- **Task objective**
Count the lines in the data below that contain the word "small", and reply with the number alone.
## Start
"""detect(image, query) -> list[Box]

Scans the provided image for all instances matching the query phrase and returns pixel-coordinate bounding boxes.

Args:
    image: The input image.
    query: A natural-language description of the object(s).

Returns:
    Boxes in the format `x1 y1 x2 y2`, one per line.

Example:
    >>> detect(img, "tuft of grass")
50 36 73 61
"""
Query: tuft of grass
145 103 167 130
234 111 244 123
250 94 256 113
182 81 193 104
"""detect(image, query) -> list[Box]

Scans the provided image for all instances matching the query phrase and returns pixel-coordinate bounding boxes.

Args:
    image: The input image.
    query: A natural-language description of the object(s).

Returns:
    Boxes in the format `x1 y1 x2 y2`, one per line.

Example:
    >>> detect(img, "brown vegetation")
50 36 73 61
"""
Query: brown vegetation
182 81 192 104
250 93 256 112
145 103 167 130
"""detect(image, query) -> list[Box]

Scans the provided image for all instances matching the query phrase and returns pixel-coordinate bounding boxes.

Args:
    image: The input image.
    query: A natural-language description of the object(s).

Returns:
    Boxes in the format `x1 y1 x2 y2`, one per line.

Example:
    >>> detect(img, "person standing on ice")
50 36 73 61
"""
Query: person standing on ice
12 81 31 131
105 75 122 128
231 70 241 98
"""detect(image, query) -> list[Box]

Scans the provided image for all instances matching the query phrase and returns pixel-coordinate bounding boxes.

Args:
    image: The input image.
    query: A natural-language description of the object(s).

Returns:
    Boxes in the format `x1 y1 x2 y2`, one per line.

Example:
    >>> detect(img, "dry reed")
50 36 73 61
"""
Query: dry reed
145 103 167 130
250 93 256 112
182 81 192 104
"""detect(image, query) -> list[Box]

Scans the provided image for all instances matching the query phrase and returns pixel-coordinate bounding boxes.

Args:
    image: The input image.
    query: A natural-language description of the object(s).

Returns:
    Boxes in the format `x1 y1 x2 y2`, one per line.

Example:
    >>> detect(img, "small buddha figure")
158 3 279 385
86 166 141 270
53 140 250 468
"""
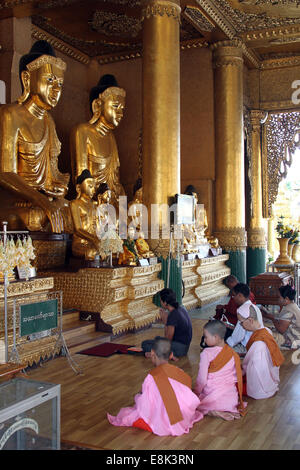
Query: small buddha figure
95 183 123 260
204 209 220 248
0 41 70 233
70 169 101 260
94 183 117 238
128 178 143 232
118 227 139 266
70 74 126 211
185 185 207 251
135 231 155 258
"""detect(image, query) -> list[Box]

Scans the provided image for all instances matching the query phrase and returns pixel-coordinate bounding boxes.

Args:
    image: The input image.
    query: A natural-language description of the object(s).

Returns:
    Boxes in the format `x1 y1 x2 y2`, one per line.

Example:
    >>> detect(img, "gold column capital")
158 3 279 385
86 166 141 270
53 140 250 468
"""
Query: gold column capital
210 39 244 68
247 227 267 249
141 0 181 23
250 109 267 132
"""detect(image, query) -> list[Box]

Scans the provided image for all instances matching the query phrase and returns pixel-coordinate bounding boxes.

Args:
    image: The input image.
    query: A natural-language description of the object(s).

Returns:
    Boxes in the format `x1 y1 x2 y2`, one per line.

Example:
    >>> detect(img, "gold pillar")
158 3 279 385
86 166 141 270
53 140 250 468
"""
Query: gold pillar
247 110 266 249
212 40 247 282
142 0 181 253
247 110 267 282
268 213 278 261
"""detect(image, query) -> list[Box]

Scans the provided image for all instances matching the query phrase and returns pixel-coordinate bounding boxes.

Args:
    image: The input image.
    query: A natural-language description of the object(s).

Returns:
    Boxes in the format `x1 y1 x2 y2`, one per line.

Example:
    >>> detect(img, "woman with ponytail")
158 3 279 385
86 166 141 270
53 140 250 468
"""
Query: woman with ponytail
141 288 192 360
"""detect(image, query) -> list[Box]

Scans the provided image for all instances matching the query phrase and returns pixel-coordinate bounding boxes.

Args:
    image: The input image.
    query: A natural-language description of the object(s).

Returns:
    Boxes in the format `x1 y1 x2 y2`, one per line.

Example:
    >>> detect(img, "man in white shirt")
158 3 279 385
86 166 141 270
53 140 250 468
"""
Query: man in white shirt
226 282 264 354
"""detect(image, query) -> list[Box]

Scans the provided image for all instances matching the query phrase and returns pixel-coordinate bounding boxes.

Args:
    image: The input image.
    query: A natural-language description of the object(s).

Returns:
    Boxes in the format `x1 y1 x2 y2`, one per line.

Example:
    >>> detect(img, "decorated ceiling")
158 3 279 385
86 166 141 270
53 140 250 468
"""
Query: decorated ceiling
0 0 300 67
## End
## Start
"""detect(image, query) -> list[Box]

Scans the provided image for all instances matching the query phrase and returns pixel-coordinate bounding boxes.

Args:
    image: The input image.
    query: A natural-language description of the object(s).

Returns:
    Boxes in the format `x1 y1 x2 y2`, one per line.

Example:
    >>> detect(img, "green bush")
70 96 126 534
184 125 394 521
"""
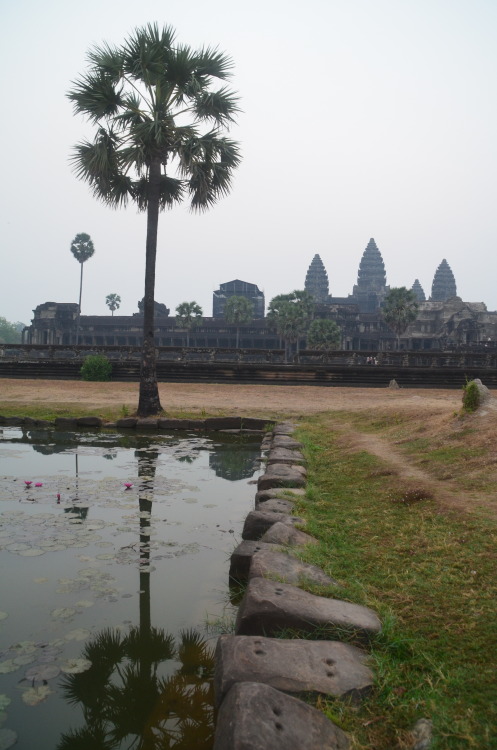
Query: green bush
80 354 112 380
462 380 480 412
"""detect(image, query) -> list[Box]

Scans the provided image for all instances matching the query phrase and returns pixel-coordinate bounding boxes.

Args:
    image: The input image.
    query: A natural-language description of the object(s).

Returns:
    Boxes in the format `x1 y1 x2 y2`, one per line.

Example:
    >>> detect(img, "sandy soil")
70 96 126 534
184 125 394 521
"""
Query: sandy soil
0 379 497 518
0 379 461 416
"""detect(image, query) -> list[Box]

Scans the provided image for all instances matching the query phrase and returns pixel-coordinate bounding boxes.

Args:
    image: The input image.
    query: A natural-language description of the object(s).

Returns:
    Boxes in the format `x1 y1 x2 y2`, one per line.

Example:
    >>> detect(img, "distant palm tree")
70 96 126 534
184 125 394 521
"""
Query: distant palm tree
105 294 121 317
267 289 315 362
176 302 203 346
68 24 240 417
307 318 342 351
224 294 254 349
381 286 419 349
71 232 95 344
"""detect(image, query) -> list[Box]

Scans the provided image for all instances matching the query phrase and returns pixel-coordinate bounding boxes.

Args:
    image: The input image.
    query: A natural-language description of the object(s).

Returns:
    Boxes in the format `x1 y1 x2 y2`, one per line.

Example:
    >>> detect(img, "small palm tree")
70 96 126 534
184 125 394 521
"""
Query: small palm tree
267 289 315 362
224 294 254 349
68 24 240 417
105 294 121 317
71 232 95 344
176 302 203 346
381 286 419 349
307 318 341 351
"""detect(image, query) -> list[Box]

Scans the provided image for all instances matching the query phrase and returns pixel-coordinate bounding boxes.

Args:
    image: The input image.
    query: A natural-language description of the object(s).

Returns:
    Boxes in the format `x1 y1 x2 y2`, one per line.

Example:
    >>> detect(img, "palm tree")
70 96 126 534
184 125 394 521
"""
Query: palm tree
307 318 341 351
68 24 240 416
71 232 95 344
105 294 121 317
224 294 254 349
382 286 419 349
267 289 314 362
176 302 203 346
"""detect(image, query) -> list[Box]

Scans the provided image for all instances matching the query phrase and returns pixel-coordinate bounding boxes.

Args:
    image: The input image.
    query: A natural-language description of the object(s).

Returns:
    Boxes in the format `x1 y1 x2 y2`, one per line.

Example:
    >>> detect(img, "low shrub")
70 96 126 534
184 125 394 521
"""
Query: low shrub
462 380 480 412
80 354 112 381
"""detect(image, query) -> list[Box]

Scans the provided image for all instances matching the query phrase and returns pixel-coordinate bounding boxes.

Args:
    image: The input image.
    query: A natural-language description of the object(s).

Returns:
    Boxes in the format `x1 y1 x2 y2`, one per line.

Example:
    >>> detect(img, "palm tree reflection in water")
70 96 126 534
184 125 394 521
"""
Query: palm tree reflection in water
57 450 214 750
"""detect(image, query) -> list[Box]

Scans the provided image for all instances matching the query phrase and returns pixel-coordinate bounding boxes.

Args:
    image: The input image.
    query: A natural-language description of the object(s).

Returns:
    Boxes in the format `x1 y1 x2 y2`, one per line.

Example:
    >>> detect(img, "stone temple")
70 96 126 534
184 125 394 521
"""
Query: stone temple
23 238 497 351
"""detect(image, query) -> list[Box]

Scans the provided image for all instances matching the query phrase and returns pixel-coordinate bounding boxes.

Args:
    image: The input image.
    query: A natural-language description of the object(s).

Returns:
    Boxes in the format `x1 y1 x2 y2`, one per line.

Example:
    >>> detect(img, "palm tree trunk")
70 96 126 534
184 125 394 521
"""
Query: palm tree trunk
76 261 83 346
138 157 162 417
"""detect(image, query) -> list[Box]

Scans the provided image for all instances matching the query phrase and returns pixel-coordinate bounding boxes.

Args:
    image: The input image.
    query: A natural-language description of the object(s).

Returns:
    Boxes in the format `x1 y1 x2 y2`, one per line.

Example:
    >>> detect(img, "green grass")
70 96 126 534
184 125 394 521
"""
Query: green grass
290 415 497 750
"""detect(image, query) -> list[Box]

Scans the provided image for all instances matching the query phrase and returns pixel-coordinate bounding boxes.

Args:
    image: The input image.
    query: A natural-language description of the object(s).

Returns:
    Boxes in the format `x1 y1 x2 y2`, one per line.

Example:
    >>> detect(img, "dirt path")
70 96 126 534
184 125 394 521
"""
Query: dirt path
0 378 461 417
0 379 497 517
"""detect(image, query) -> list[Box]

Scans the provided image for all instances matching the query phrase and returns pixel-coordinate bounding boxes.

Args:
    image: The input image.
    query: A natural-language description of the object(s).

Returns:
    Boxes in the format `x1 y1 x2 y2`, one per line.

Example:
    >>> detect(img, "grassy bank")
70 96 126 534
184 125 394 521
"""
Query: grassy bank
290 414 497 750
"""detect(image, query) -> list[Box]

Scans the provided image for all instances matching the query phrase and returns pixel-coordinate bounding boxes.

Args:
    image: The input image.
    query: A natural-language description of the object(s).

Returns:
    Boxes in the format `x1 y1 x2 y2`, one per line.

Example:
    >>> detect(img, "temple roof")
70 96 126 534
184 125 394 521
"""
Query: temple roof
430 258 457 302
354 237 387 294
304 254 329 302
## End
- **Solution for this problem**
4